Text for analysis –
Lifesaving mobile health teams reach people in newly liberated areas of Hawiija, Iraq

27 November 2017 – For more than 3 years, the people of Hawiija district in Kirkuk governorate, Iraq, were cut off from lifesaving health care and immunization services, leaving many children susceptible to vaccine-preventable diseases. “For years, I worried that my children may contract polio and measles or die,” said Hadija, a 32-year-old mother of 3.

In September 2017, the district became accessible following military operations launched by the Government of Iraq. WHO, together with Kirkuk Directorate of Health, immediately deployed mobile medical teams to provide immunization services, and health care for people suffering from trauma injuries or chronic disease conditions.

Five mobile medical teams were deployed to Khan, Tal Ali, Abbassi, Masanaa, Al Zab and Ryadh areas. Since then, from mid-September to 15 November 2017, more than 10000 people in Hawiija district have benefited from WHO’s support, including 1563 children vaccinated against childhood immunizable diseases.

Although these newly accessible areas are still security compromised, WHO saw an urgency in delivering health care to thousands of people that had been cut off from aid for years, and whose health was being compromised day by day. Five main health facilities have been partially or completely damaged, in addition to Hawija general hospital. Currently, only the Kirkuk Directorate of Health and WHO-supported frontline health teams are delivering immunization services in these areas.

Among the beneficiaries is Hadija, who brought 2 of her children to the mobile teams for vaccination. “I believe that vaccination prevents many childhood diseases and can save my children. I take this seriously and it has always been a top priority when it comes to the health of my children,” she said.

“Being cut off from regular health services worried me. I thought of my children and how they may become disabled or die. Now we have health teams that move around our village to ensure that not only children, but everyone has access to health care,” added Hadijah.

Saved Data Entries
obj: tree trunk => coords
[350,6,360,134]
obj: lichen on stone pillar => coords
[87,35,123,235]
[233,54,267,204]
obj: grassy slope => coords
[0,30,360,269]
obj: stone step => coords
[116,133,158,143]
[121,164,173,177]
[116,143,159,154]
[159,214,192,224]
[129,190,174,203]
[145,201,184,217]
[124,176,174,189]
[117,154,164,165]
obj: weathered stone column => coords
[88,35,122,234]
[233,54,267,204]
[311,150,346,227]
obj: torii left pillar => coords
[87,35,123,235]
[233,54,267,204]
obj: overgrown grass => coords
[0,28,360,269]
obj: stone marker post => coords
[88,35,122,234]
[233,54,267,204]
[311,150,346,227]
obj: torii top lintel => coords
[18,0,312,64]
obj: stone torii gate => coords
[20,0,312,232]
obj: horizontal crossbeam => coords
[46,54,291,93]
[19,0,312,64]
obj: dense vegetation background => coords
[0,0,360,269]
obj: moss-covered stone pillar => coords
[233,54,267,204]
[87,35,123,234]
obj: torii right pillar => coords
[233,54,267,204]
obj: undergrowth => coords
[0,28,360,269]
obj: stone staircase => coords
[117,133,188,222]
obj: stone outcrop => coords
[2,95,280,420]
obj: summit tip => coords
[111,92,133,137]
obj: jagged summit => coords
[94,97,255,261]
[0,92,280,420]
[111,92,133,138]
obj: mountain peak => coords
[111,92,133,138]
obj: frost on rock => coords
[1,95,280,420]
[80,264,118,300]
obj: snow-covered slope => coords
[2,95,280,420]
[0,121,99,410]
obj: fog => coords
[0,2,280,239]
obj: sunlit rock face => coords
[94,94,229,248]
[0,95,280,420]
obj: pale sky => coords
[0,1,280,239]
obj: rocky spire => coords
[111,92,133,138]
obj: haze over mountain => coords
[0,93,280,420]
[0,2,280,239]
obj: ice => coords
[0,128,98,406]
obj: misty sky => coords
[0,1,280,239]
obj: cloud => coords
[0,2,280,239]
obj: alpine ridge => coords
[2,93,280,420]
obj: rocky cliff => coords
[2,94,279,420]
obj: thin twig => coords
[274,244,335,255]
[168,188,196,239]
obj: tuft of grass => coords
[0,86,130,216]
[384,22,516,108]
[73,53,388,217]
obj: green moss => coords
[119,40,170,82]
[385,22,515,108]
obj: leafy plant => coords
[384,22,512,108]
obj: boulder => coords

Problems to work on –
(A) From the article on mobile health teams in Hawiija, quote everything from "Five mobile medical" down to "in these areas.".
(B) Answer these questions using the article on mobile health teams in Hawiija:
(i) How many mobile medical teams were deployed?
(ii) How many children were vaccinated between mid-September and 15 November 2017?
(iii) How old is Hadija?
The listing above was drawn from a source separate from the article on mobile health teams in Hawiija.

Responses to the tasks –
(A)
Five mobile medical teams were deployed to Khan, Tal Ali, Abbassi, Masanaa, Al Zab and Ryadh areas. Since then, from mid-September to 15 November 2017, more than 10000 people in Hawiija district have benefited from WHO’s support, including 1563 children vaccinated against childhood immunizable diseases.

Although these newly accessible areas are still security compromised, WHO saw an urgency in delivering health care to thousands of people that had been cut off from aid for years, and whose health was being compromised day by day. Five main health facilities have been partially or completely damaged, in addition to Hawija general hospital. Currently, only the Kirkuk Directorate of Health and WHO-supported frontline health teams are delivering immunization services in these areas.

(B)
(i) Five.
(ii) 1563.
(iii) 32.